ANWEISUNGEN:
a – Welche Bezeichnung verwendet der Interviewauszug für das russischsprachige Segment des Internets?
b – Entnehmen Sie dem Interviewauszug wortgetreu die Stelle, die bei „Wir sind keine“ beginnt und bei „Links zu kaufen.“ endet.

+++ VORLIEGENDER TEXT +++

Was ist Deine Einschätzung, wie viele Links im kommerziellen Bereich purer Spam sind?
Die absolute Mehrheit. Das ergaben unsere Recherchen im russischsprachigen Segment des Internets (wir nennen es Runet).
Wie steht's um Link Spam in Russland im Allgemeinen?
Wir sind keine Experten auf diesem Gebiet - wir sind ja eine Suchmaschine :) Apropos - wir denken nicht, dass seriöse Firmen Link Spam nutzen sollten, um ihr Business zu bewerben, denn nicht nur der Traffic ist in Gefahr, sondern auch die eigene Reputation. Wir beobachten, dass Webseitenbetreiber nun mehr Aufmerksamkeit auf SEM, Content und die Usability Ihrer Webseite lenken, anstatt Links zu kaufen.

+++ QUELLENAUSZUG +++

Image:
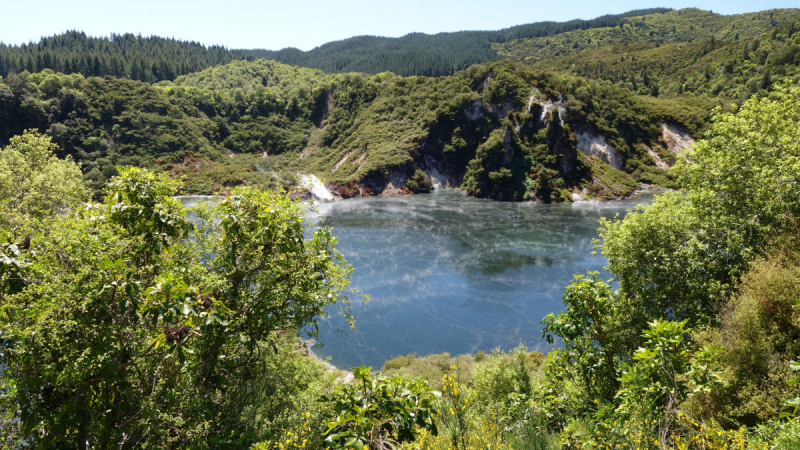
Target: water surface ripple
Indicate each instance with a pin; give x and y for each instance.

+++

GEGEBENE ANTWORTEN:
a – Runet.

b –
Wir sind keine Experten auf diesem Gebiet - wir sind ja eine Suchmaschine :) Apropos - wir denken nicht, dass seriöse Firmen Link Spam nutzen sollten, um ihr Business zu bewerben, denn nicht nur der Traffic ist in Gefahr, sondern auch die eigene Reputation. Wir beobachten, dass Webseitenbetreiber nun mehr Aufmerksamkeit auf SEM, Content und die Usability Ihrer Webseite lenken, anstatt Links zu kaufen.